REQUIRED WORK
Retype the whole listing, please, keeping every line exact and dropping the pictures.

DATA
....................
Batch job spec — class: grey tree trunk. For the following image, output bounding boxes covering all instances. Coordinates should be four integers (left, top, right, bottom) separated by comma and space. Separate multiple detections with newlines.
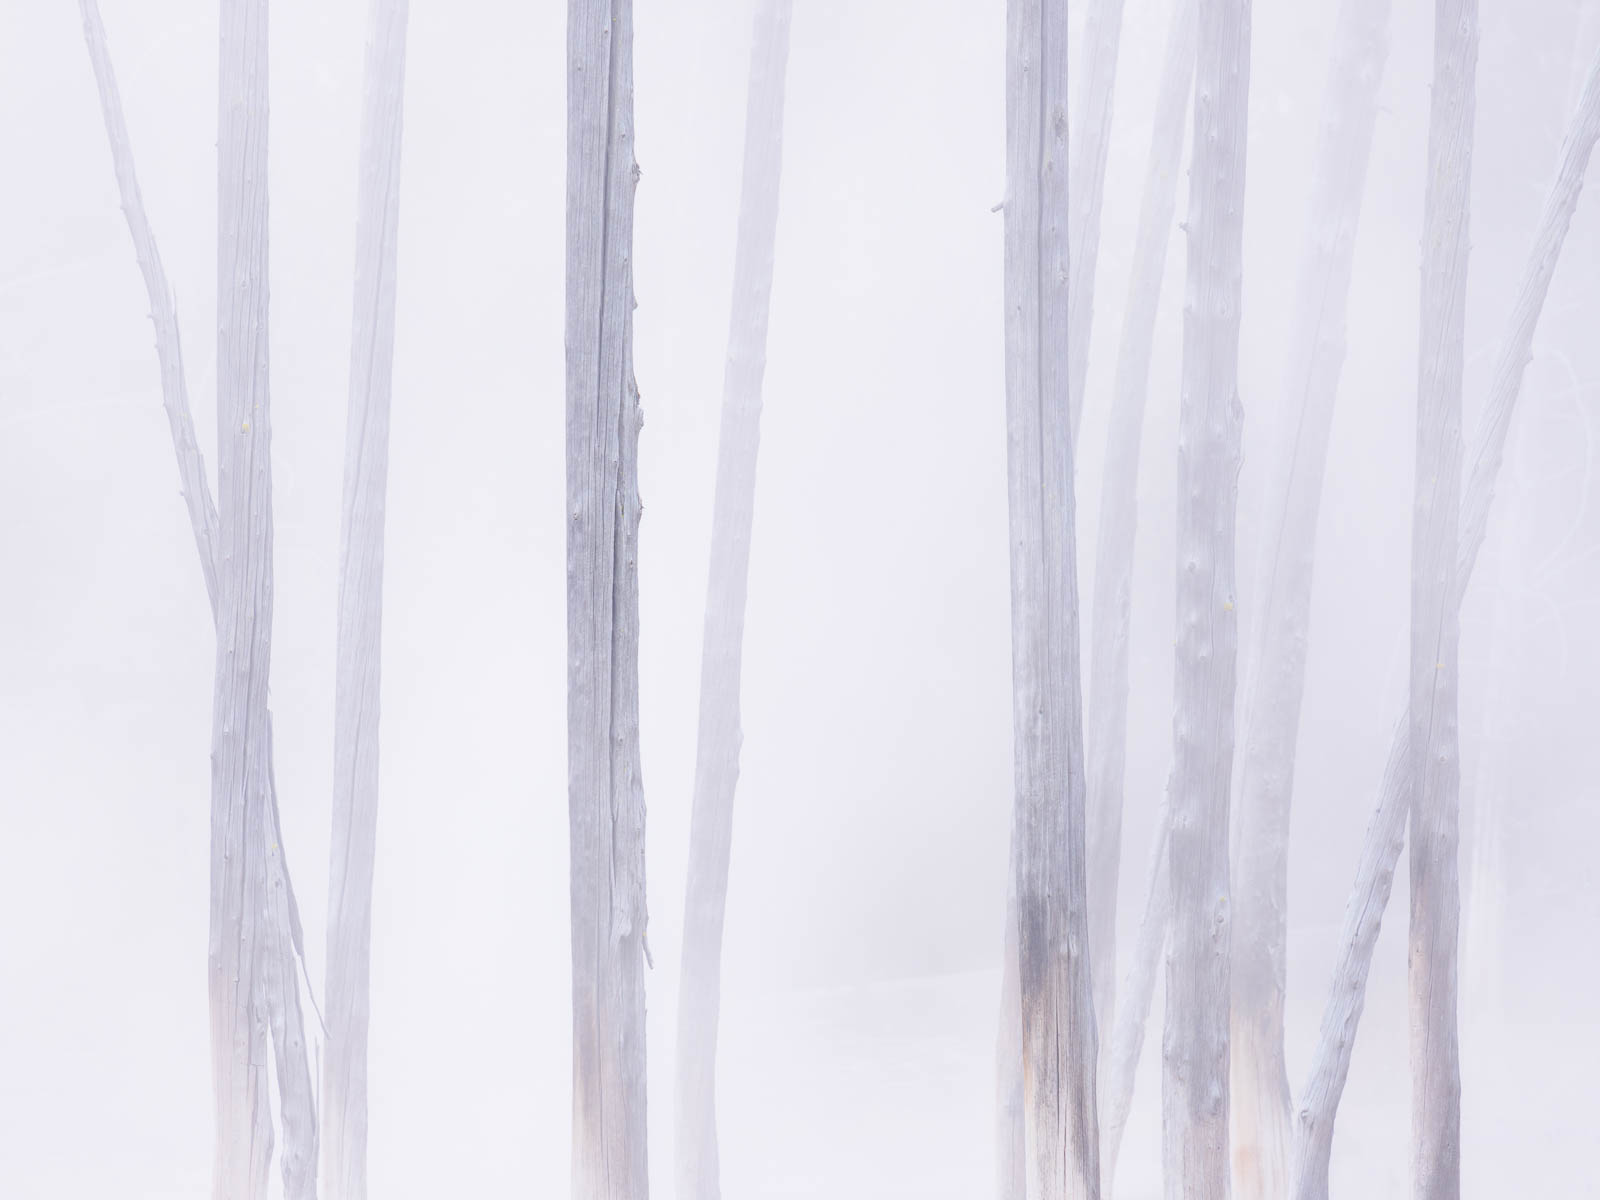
209, 2, 279, 1197
1002, 2, 1100, 1197
1227, 3, 1392, 1197
567, 2, 649, 1198
674, 6, 793, 1198
1163, 0, 1250, 1196
1408, 5, 1475, 1196
322, 4, 410, 1198
1290, 42, 1600, 1200
1083, 0, 1195, 1085
1065, 0, 1128, 439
....................
SOLUTION
Batch job spec — class: grey tree trunk. For the following image, output bounding boxes covering all instances. Coordinates should be four integers (left, top, right, bottom) separated by comma and space. Separate multiple detections with newlines.
209, 2, 279, 1197
1002, 2, 1100, 1197
1227, 3, 1392, 1197
567, 2, 649, 1198
674, 6, 793, 1198
1163, 0, 1250, 1196
1408, 5, 1475, 1196
322, 4, 410, 1198
1290, 42, 1600, 1200
1083, 0, 1195, 1085
1065, 0, 1128, 439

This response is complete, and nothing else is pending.